▶ [Activity list]
1. In the Gandi status notices, what caused the outage at Telehouse1?
2. Return the passage of the Gandi status notices between "We have lost" and "investigate the problem.", inclusive.
3. List every service that the Gandi status notices name as impacted when a router went offline on January 4th 2011.

▶ [Document passage]
We have lost contact with our infrastructure at Telehouse1 (Jeuneurs) in Paris as of 03:11 CET (02:11 GMT). Our technicians are en-route to investigate the problem.
Affected Gandi services are:
1/3 of the DNS systems, whois for domain registry, and mail redirection service.
We will update here as we obtain more details.
UPDATE: 04:01 CET (03:01 GMT) - our core router at Telehouse1 had suffered a system crash resulting in the outage of this site. Our engineer successfully restarted the router and we have obtained crash dump information from the router for analysis. All services are once again operational.
We will be carrying out network maintenance during the night of 15-16 January 2011. The purpose of this work is part of a multiphase plan to remove the legacy nework topology and migrate to a more stable, scalable, and efficent hierarchical model in Paris.
In this phase, the activity will only involve the interconnections beween the core and aggregation network elements at our datacenter in St. Denis.
This activity will have several minor impacts on connectivity for various Gandi services in Paris throughout the maintenance window, each up to five minutes as the migrations are performed in the various sections of the network, but no significant outages are expected.
We have scheduled this maintenance window from 02:00 CET (01:00 GMT) to 08:30 CET (07:30 GMT) on 16 January during the period of lowest impact to customers.
We will schedule follow-on maintenance activity over the coming weeks for the rest of the network migrations, to include activities at Telehouse as well as a number of services in particular, and we will of course endeavour to keep any disruption to a minimum.
Today (January 4th 2011), one of our routers went offline. This led to the partial and temporary loss of our network, impacting some of our services such as our website, SiteMaker, GandiBlogs, some email accounts, and all operations towards servers. Domain names did not encounter any unavailability, though some network paths to certain servers were unavailable.
The incident is currently being resolved, and services will progressively return to normal.
Please accept our apologies for the inconvenience.

▶ [Dataset section]
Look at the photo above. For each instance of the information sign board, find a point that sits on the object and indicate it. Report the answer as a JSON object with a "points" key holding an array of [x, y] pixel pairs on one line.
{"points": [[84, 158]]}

▶ [Exercise solutions]
1. The core router at Telehouse1 suffered a system crash.

2.
We have lost contact with our infrastructure at Telehouse1 (Jeuneurs) in Paris as of 03:11 CET (02:11 GMT). Our technicians are en-route to investigate the problem.

3.
- Website
- SiteMaker
- GandiBlogs
- Some email accounts
- All operations towards servers